# WORK TO COMPLETE
For the stretch from the line containing "the person walking." through the end of the entries, write out every line again, requests included, with each point coordinate multiplied by 1.5 and rounded to a whole number, halves rounded up.

--- EXCERPTED DATA ---

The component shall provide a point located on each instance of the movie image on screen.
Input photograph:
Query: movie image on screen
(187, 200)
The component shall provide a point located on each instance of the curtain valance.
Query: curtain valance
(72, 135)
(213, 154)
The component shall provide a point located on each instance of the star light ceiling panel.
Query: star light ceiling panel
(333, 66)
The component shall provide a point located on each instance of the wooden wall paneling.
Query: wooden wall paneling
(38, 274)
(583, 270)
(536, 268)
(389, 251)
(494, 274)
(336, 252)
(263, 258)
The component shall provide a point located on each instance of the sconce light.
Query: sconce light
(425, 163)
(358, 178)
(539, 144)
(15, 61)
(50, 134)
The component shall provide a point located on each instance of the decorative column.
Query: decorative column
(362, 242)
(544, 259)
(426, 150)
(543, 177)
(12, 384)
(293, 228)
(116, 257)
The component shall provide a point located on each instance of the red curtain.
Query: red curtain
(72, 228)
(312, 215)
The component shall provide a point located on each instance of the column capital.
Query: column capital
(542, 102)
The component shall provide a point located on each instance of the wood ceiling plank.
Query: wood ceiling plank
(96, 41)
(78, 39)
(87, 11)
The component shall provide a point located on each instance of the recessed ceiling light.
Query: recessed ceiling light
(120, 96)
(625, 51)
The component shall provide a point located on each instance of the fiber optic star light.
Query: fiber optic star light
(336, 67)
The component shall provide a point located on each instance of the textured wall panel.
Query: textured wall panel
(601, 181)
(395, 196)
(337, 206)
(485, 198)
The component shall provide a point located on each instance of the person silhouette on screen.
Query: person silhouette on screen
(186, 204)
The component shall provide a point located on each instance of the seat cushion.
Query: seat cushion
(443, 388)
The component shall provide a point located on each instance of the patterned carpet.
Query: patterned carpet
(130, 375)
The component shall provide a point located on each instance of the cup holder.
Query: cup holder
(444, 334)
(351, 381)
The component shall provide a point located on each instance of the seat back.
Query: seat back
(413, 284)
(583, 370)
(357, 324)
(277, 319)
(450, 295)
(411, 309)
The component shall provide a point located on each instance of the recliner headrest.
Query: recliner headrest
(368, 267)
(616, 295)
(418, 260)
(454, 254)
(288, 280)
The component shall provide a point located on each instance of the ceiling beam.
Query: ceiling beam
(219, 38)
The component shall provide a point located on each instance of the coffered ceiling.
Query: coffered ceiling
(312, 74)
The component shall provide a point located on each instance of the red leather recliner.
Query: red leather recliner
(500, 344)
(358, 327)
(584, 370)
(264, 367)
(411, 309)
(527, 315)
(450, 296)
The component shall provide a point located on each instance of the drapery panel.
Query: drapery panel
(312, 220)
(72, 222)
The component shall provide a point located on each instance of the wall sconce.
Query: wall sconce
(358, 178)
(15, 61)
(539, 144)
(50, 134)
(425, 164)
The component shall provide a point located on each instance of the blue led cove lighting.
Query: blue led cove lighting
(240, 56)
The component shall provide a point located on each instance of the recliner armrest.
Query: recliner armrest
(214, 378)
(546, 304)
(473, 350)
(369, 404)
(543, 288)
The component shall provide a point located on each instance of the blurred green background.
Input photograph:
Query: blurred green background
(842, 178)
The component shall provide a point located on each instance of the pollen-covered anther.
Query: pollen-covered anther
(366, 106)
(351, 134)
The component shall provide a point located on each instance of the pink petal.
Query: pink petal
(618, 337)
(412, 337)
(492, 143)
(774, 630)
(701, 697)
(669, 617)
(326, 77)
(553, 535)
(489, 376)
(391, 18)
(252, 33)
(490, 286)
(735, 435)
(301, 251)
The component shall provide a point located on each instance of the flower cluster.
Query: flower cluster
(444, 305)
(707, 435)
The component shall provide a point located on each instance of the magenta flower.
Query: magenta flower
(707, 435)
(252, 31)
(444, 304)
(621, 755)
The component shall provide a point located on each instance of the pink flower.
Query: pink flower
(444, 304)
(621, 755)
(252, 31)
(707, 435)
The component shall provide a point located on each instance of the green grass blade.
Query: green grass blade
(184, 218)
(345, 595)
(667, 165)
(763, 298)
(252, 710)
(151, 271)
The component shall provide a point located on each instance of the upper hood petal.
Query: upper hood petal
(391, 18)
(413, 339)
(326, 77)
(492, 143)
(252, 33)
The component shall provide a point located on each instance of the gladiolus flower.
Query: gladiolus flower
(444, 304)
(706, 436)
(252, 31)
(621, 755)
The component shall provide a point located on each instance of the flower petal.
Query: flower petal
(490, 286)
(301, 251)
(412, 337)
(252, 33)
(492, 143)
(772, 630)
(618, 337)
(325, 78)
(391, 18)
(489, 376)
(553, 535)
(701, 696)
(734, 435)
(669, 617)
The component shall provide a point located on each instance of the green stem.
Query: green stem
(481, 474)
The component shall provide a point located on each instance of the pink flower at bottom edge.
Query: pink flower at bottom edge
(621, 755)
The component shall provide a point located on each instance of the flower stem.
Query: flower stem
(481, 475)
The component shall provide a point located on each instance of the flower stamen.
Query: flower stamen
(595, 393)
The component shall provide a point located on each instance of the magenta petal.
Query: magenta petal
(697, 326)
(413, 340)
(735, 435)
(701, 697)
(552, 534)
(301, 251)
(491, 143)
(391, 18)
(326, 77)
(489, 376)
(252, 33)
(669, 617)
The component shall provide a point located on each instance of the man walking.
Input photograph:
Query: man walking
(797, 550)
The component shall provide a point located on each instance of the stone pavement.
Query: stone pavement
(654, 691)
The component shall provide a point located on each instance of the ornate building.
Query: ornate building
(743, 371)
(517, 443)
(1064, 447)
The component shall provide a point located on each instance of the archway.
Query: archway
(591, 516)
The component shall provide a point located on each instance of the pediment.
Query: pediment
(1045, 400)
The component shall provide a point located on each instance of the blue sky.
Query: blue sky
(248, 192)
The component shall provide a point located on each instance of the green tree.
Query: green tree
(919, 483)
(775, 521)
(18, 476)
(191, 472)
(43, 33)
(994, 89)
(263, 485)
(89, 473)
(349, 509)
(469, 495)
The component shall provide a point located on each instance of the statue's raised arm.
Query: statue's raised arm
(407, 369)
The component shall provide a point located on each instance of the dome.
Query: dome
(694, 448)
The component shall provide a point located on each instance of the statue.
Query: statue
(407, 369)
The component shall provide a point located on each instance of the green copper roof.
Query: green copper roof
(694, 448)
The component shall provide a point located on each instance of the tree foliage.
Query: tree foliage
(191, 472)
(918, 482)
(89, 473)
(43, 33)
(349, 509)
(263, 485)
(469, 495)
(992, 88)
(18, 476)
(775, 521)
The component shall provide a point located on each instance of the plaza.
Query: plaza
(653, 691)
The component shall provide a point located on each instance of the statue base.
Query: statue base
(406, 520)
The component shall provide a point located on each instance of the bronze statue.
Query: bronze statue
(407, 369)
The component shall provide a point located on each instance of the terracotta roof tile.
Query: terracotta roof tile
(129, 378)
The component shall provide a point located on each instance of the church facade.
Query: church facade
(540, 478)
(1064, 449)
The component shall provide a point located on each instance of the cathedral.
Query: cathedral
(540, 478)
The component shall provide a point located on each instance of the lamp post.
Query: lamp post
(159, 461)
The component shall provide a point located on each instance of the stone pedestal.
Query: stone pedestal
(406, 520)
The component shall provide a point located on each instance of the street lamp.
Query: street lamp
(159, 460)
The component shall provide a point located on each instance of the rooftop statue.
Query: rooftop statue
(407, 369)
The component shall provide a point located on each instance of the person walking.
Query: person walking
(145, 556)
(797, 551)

---

# EXPECTED ANSWER
The component shall provide a point located on each instance of the person walking.
Query: person walking
(218, 834)
(1196, 827)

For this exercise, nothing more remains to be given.